* Labeled contour entries:
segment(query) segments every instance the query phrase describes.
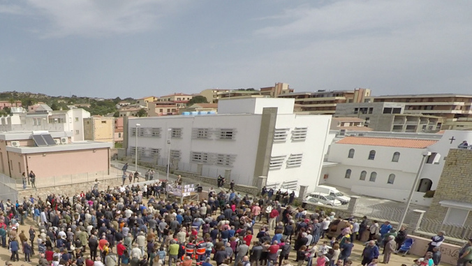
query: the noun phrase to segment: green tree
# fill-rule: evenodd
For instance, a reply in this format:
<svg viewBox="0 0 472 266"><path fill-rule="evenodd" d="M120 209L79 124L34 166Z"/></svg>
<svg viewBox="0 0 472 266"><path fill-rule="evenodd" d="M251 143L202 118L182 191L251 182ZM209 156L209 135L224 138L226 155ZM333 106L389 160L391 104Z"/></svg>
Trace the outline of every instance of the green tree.
<svg viewBox="0 0 472 266"><path fill-rule="evenodd" d="M147 117L147 112L146 112L145 108L141 108L139 111L138 111L136 115L138 117Z"/></svg>
<svg viewBox="0 0 472 266"><path fill-rule="evenodd" d="M192 98L189 102L187 103L187 105L190 106L194 103L208 103L208 101L205 96L202 96L201 95L197 95L196 96Z"/></svg>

* Exercise goal: Convert the rows above into a JSON list of strings, with one string per line and no blank lines. Leave the pictures out.

* Expected answer:
[
  "segment(query) segments every instance the query phrase describes.",
  "query: the noun phrase to segment: green tree",
  "# fill-rule: evenodd",
  "For instance, a reply in this format:",
  "<svg viewBox=\"0 0 472 266\"><path fill-rule=\"evenodd\" d=\"M120 209L79 124L34 166Z\"/></svg>",
  "<svg viewBox=\"0 0 472 266\"><path fill-rule=\"evenodd\" d=\"M251 143L202 118L182 191L251 182ZM209 156L209 135L224 138L226 155ZM333 106L389 160L391 104Z\"/></svg>",
  "Trace the outline of every instance of the green tree.",
  "<svg viewBox=\"0 0 472 266\"><path fill-rule=\"evenodd\" d=\"M147 117L147 112L146 112L145 108L141 108L139 111L138 111L136 115L138 117Z\"/></svg>",
  "<svg viewBox=\"0 0 472 266\"><path fill-rule=\"evenodd\" d=\"M192 98L189 102L187 103L187 105L190 106L194 103L208 103L208 101L205 96L202 96L201 95L197 95L196 96Z\"/></svg>"
]